● INSTRUCTIONS TO FOLLOW:
Reproduce the records below word for word, without the pictures.

_ _ _ _ _ _ _

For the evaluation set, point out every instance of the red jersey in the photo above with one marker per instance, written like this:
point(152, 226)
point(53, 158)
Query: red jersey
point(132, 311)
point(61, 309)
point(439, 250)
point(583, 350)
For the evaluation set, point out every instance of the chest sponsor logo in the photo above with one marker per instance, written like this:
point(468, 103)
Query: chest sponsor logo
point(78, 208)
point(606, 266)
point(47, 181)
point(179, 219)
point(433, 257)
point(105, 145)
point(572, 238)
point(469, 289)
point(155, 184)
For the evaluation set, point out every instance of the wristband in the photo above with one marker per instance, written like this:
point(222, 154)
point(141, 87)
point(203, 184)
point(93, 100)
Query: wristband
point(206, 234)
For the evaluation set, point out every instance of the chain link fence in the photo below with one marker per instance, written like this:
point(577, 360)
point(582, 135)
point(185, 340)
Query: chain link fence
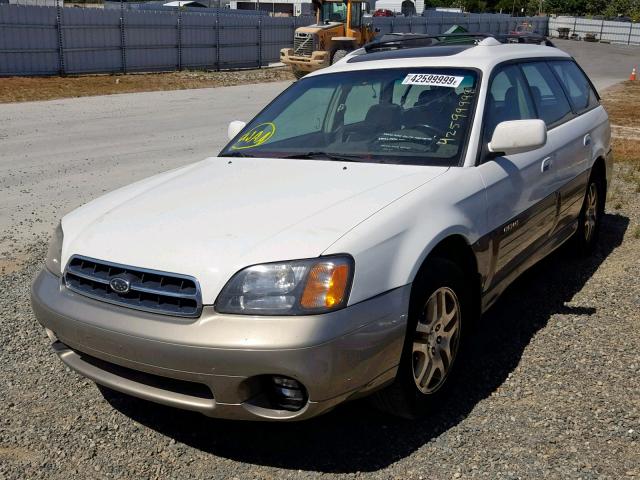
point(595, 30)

_ _ _ _ _ _ _

● CORRECT OUTPUT:
For the evaluation set, point out every instance of the red jersey in the photo above with one marker per instance, written like this:
point(152, 226)
point(53, 158)
Query: red jersey
point(132, 311)
point(61, 309)
point(439, 250)
point(583, 350)
For the evaluation set, point out every instance of the chest sponsor logo in the photo above with one marker per instance, written like this:
point(468, 103)
Query: chest sponsor logo
point(78, 208)
point(606, 266)
point(47, 181)
point(179, 219)
point(433, 257)
point(105, 145)
point(572, 238)
point(469, 289)
point(155, 184)
For the evaluation set, point out every instance of the wristband in the photo above with one marker per instance, written like this:
point(222, 154)
point(141, 87)
point(203, 184)
point(93, 100)
Query: wristband
point(206, 234)
For the evaluation set, point out every instance of the chain link fence in the photo below with one marker per instance, written like this:
point(577, 360)
point(582, 135)
point(185, 340)
Query: chain link fence
point(595, 30)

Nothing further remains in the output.